ENUNCIADO A - Duplica textualmente el pasaje del fragmento sobre el biochar que va desde "Lo más sorprendente: la" hasta "secuestro de carbono.", ambos incluidos.
ENUNCIADO B - Según el fragmento sobre el biochar, ¿cuántas toneladas absorben las plantas cada año mediante la fotosíntesis?

Varias empresas pretenden producir carbón biológico a gran escala para capturar y almacenar grandes cantidades de CO2 en la tierra, aumentando a la vez la fertilidad y el grosor del suelo.
Lo más sorprendente: la técnica es ancestral, viable, económica y aparentemente sólo tiene efectos positivos. ¿Demasiado bueno para ser cierto? No tendría por qué ser así, aseguran varios estudios.
Carbón que como aspirador de CO2 y tonificador del suelo
El carbón biológico, conocido como biochar (de “biológico” y “charcoal”, carbón en inglés) o agrichar, consiste en secuestrar carbono con una técnica usada durante siglos, limpia, viable y compatible con otros beneficios a gran escala, tales como el enriquecimiento de los suelos en lugar de su desestabilización, algo que ocurre con otras técnicas más costosas de captura y secuestro de carbono.
Su utilidad y valor comercial están asegurados, cuando la actividad humana produce entre 8.000 y 10.000 toneladas de CO2 al año. El mar y la tierra absorben la mitad de esta cantidad, mientras la atmósfera incorpora anualmente los al menos 4.000 millones de toneladas de CO2 humano anuales, que se unen a la concentración ya existente.
La respiración de la flora
La producción humana de dióxido de carbono es muy inferior a la capacidad de las plantas, que absorben anualmente 60.600 millones de toneladas a través de la fotosíntesis, aunque una cantidad similar vuelve a la atmósfera debido a la respiración de la flora en el mundo. Los científicos creen que, si una fracción suficiente de esta cantidad de carbono fuera retenida por el suelo, se evitaría la acumulación de nuevas emisiones.
Es aquí donde entra el biochar. Johannes Lehmann, edafólogo de la Universidad de Cornell en Ítaca, Nueva York, explica que “cualquier materia orgánica que se retire del rápido ciclo de la fotosíntesis y se ponga en el ciclo mucho más lento del biochar está restando dióxido de carbono de la atmósfera”.

MATERIAL -

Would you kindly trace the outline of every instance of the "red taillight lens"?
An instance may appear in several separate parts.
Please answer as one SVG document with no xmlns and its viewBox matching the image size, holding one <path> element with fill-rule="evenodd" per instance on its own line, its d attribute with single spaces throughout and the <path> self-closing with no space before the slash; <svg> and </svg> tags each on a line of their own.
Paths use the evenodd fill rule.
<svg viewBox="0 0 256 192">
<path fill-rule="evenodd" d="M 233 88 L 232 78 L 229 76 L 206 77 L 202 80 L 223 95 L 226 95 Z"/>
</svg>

RESULTADO A -
Lo más sorprendente: la técnica es ancestral, viable, económica y aparentemente sólo tiene efectos positivos. ¿Demasiado bueno para ser cierto? No tendría por qué ser así, aseguran varios estudios.
Carbón que como aspirador de CO2 y tonificador del suelo
El carbón biológico, conocido como biochar (de “biológico” y “charcoal”, carbón en inglés) o agrichar, consiste en secuestrar carbono con una técnica usada durante siglos, limpia, viable y compatible con otros beneficios a gran escala, tales como el enriquecimiento de los suelos en lugar de su desestabilización, algo que ocurre con otras técnicas más costosas de captura y secuestro de carbono.

RESULTADO B - 60.600 millones de toneladas.